Exercise passage →
========================================================================

In general, the contralateral ankle can serve as an accurate guide for operative restoration of native ankle morphology; however, specific regions demonstrate higher asymmetry.

Clinical Relevance:

Knowledge of regions of high and low bilateral symmetry can improve hindfoot and ankle reconstruction. Design of ankle prostheses can be improved by accounting for differences in bone morphology associated with sex and shape differences among individuals.

Keywords: ankle, hindfoot, bone morphology, sex differences, symmetry, statistical shape modeling

Introduction

Fracture management is a large part of foot and ankle operative practice. From 2007 to 2011, more than 70 000 foot and ankle fractures occurred annually in the United States.²¹ The majority of those fractures occurred in the ankle (56%) and hindfoot (17%).²¹ Ankle and hindfoot fractures can be life-altering for the patient. Pilon (distal tibia),^6,10,24 talus,^7,8,15,17,20 and calcaneus^1
-3,23 fractures are notorious for serious complications with potentially poor outcomes.

Precise fracture reduction is believed to improve outcomes and limit the progression of joint degeneration. One potential strategy to restore native anatomy and improve outcomes is to use the contralateral (uninjured) side in planning reconstruction after traumatic injury.^14,18 However, the assumption that ankle bones are symmetric is controversial because of a lack of research. One recent study of 11 subjects indicated that the mean 3-dimensional (3D) side-to-side deviation in talus bone morphology is between –0.74 and 0.62 mm.⁹ Another recent study of 66 individuals showed average side-to-side differences ranging from 0.53 to 0.87 mm in the fibula, tibia, talus, and calcaneus.²⁷ Unfortunately, those studies did not provide any visual representation of the side-to-side differences, making it impossible to determine if there are specific isolated regions of asymmetry or if the differences are evenly distributed across the entire bone surface. Knowledge of the typical side-to-side difference in morphology across the bone surface is important for the surgeon in planning and evaluating fracture reduction.

Another unresolved question related to hindfoot and ankle bone morphology is the extent to which sex affects bone morphology. Knowledge of sex-dependent differences in bone size and morphology may provide an explanation for the higher incidence of ankle sprains in females²⁸ and may inform the development of sex-specific ankle joint arthroplasty devices as has been done in the knee.^11,25 Early research investigating sex-dependent differences in ankle bone morphology focused on discrete anatomic features.^{13,14,16,27,29} More recently, statistical shape modeling¹⁶ or principal components analysis²⁷ has been performed to identify independent variations in ankle bone shape. Those studies were somewhat contradictory, with one study identifying male-female differences in the tibia, calcaneus, and talus²⁷ and the other reporting only that sex differences in ankle bones were subtle.¹⁶ More evidence is required to clarify the effect of sex on ankle bone morphology. In addition, more research is needed to identify morphologic differences in bone shape that may predispose individuals to abnormal ankle kinematics or increase their susceptibility to injury.

========================================================================

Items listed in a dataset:
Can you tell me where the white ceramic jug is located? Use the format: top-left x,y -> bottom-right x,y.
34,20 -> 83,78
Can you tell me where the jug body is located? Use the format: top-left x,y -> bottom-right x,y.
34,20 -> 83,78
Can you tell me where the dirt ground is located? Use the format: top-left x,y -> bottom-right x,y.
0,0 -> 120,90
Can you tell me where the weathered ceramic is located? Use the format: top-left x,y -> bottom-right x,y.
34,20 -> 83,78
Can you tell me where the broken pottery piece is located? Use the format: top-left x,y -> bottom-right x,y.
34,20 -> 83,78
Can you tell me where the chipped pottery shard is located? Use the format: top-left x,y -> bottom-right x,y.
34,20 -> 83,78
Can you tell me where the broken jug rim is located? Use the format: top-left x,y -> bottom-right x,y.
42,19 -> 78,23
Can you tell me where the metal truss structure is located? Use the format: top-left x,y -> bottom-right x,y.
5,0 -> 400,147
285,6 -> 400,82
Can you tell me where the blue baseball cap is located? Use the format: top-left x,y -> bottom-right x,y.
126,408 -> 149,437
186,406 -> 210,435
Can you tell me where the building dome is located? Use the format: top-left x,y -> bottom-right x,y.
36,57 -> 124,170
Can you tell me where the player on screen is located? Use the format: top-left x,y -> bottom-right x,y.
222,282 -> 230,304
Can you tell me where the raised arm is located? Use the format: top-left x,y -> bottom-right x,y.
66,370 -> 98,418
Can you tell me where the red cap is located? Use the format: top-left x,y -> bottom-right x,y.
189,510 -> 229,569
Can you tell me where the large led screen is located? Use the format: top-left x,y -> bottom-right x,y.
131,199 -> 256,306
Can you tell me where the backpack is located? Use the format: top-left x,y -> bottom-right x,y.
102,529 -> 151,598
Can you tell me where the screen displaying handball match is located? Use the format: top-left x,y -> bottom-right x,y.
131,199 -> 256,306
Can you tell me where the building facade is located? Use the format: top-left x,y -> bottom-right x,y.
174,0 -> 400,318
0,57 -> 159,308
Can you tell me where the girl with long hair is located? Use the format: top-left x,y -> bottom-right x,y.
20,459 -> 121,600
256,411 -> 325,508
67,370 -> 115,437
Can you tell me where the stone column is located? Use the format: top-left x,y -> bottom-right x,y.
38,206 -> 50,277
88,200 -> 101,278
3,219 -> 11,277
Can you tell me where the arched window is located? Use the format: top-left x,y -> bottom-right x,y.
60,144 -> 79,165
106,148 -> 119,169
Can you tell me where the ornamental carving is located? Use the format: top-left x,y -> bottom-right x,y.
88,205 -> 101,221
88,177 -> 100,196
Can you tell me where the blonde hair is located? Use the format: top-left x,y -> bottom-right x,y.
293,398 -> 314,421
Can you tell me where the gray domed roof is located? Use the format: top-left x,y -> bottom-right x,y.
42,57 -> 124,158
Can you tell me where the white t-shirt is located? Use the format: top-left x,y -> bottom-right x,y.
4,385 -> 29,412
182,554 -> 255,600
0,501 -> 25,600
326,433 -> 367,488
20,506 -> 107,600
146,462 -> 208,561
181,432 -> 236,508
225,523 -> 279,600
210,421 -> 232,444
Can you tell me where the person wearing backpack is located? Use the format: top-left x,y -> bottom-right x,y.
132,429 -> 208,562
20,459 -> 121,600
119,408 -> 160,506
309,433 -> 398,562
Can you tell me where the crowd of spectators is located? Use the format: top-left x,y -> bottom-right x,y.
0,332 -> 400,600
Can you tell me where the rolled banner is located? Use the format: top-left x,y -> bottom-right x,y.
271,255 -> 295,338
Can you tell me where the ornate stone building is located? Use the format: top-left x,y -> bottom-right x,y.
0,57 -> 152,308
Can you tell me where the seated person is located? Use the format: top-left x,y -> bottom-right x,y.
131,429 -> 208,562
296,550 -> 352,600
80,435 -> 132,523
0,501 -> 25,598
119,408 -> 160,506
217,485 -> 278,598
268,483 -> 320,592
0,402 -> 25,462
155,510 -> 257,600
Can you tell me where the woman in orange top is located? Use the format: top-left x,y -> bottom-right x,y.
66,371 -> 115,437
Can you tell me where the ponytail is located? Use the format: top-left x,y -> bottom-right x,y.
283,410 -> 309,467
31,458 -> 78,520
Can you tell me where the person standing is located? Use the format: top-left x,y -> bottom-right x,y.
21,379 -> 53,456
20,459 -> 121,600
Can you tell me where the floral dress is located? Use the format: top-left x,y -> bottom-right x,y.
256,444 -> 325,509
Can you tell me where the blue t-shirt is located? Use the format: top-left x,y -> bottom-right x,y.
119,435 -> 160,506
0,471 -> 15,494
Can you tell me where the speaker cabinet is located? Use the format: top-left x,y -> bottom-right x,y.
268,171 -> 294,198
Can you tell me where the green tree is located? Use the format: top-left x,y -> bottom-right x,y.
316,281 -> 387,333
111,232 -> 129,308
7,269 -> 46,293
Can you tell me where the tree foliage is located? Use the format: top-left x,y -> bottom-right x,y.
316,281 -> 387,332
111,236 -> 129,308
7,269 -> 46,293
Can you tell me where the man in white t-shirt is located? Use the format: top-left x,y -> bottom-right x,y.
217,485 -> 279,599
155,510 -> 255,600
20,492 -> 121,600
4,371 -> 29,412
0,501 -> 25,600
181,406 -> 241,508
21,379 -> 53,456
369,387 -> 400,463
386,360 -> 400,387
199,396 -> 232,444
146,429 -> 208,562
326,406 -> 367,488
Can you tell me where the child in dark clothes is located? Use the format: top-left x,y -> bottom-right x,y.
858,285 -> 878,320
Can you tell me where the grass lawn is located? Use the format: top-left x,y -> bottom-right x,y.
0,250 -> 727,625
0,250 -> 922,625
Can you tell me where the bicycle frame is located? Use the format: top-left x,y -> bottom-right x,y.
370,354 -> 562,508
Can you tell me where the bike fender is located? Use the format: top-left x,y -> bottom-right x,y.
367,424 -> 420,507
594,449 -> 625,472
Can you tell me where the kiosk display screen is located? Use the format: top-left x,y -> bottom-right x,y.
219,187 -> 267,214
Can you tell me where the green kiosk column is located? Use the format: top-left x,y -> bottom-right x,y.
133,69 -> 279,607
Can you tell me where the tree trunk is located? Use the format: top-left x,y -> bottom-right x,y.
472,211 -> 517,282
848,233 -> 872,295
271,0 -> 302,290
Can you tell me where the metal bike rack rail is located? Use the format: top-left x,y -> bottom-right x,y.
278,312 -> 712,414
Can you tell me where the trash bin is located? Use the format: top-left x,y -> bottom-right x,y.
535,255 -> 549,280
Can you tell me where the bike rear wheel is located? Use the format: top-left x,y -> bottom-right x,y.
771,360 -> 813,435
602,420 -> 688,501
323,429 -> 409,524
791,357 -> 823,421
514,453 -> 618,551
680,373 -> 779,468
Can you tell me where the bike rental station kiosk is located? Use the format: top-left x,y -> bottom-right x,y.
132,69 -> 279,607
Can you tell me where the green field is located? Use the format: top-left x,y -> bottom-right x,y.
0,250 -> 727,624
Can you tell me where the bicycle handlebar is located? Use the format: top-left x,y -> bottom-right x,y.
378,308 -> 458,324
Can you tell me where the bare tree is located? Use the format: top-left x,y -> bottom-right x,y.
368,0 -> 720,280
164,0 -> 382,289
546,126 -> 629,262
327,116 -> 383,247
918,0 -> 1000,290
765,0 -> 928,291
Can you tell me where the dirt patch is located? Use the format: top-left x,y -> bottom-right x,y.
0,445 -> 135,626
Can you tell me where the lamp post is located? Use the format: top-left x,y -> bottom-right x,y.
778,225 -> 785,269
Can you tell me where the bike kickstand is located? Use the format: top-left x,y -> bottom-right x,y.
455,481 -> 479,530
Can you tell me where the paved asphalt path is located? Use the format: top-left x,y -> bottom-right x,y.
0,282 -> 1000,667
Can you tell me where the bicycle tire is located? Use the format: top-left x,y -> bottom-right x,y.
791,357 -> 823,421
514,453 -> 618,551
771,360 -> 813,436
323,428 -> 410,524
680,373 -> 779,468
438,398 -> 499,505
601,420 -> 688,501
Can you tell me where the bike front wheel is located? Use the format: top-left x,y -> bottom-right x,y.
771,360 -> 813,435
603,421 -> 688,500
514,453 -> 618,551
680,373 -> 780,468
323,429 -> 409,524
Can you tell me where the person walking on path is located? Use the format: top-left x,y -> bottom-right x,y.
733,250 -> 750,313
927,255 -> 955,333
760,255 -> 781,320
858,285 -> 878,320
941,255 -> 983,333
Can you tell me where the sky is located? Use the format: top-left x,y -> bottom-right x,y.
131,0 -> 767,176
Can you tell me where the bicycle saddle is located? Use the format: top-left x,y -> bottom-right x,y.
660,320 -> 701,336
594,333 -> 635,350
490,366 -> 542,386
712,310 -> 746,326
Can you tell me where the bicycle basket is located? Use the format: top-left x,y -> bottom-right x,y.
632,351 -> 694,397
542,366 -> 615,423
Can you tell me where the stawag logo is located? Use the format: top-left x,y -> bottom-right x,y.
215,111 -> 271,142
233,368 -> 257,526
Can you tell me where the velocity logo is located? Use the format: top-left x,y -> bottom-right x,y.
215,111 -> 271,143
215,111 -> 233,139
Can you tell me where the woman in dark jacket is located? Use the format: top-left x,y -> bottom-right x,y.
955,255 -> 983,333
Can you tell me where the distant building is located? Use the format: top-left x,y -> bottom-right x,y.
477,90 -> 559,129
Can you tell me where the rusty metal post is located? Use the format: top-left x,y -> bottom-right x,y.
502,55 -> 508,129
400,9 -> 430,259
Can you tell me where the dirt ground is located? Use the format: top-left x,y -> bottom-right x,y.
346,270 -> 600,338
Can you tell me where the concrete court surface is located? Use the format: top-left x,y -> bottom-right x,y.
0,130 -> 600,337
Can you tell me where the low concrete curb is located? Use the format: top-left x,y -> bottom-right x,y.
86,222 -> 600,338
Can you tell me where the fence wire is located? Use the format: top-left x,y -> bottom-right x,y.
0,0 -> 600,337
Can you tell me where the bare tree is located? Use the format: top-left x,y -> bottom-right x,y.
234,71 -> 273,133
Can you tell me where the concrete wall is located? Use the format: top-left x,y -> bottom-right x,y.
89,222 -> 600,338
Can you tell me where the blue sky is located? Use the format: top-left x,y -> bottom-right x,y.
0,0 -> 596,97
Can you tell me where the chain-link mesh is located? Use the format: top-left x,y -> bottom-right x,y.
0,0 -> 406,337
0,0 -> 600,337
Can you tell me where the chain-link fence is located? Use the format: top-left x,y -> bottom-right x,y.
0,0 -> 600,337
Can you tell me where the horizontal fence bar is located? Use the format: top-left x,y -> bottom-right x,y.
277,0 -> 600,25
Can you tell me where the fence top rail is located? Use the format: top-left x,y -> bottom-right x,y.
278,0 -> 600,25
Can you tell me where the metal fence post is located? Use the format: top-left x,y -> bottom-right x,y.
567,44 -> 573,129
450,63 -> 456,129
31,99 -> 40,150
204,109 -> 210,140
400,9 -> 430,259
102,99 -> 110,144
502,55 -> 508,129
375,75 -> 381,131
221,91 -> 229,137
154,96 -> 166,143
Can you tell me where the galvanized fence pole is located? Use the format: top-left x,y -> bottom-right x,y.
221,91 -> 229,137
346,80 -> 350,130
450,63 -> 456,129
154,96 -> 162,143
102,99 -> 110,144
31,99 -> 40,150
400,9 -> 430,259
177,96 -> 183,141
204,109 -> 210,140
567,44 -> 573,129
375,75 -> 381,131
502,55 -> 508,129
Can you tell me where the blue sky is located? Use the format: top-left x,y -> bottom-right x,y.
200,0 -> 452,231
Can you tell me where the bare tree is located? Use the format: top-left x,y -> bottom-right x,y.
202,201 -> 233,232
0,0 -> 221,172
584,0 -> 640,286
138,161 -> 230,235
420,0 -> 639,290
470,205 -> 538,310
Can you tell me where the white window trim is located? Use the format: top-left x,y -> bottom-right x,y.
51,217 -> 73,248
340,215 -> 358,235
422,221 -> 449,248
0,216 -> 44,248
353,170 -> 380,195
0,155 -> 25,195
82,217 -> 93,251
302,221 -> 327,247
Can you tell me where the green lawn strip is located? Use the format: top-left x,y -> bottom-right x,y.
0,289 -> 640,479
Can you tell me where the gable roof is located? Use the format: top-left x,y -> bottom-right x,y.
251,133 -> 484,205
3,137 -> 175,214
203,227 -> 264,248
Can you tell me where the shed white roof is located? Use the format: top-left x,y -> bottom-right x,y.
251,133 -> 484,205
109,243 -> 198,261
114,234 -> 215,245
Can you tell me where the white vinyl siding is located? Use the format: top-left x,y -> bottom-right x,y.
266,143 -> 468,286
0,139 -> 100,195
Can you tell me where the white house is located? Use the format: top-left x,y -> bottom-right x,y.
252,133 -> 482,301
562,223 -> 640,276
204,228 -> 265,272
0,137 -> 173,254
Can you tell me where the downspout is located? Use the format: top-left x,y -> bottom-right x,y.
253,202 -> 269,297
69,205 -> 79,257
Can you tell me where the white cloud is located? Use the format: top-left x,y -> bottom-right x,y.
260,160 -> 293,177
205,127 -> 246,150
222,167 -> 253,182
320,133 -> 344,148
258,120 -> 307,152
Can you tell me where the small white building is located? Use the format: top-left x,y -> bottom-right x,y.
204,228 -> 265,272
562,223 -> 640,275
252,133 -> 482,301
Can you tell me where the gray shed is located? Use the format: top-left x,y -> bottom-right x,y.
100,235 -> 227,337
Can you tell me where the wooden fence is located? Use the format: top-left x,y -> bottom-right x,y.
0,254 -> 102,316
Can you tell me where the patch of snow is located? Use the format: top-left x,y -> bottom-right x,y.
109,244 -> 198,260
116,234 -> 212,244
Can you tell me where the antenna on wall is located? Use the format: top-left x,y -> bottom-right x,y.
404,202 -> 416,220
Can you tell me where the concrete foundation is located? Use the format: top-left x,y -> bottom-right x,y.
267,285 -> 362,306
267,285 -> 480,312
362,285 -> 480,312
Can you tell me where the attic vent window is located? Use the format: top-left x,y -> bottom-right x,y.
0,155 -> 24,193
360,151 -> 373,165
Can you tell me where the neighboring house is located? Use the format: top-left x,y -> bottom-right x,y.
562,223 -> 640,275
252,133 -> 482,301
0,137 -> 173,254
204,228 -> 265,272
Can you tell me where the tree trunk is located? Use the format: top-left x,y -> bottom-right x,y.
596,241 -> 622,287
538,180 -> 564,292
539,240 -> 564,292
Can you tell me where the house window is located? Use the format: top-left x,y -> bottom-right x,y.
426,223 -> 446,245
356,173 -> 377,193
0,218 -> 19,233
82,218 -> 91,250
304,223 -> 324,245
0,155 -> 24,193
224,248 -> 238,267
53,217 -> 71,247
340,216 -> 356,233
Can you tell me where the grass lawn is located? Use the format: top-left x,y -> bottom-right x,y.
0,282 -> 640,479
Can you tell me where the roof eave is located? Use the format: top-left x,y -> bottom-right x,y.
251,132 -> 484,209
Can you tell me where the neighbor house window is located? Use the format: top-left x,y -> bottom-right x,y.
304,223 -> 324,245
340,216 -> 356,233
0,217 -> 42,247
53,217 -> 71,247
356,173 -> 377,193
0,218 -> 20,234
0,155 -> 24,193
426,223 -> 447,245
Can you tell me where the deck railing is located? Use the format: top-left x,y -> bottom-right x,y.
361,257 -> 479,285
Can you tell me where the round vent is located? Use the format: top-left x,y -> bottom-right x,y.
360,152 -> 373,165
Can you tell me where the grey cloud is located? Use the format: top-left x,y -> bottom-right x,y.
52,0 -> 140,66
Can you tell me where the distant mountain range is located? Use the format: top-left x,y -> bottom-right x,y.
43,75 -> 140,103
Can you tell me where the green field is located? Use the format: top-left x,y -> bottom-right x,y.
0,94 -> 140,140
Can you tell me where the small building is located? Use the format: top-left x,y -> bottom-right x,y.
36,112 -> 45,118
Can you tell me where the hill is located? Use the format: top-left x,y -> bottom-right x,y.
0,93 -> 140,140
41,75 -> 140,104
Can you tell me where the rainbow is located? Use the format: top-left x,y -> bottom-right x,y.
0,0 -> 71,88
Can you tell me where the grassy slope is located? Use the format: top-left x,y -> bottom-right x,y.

========================================================================

Exercise aim → Rewrite the ankle morphology text between "Fracture management is" and "potentially poor outcomes.", inclusive, replacing "hindfoot" with "rearfoot".

Answer below →
Fracture management is a large part of foot and ankle operative practice. From 2007 to 2011, more than 70 000 foot and ankle fractures occurred annually in the United States.²¹ The majority of those fractures occurred in the ankle (56%) and rearfoot (17%).²¹ Ankle and rearfoot fractures can be life-altering for the patient. Pilon (distal tibia),^6,10,24 talus,^7,8,15,17,20 and calcaneus^1
-3,23 fractures are notorious for serious complications with potentially poor outcomes.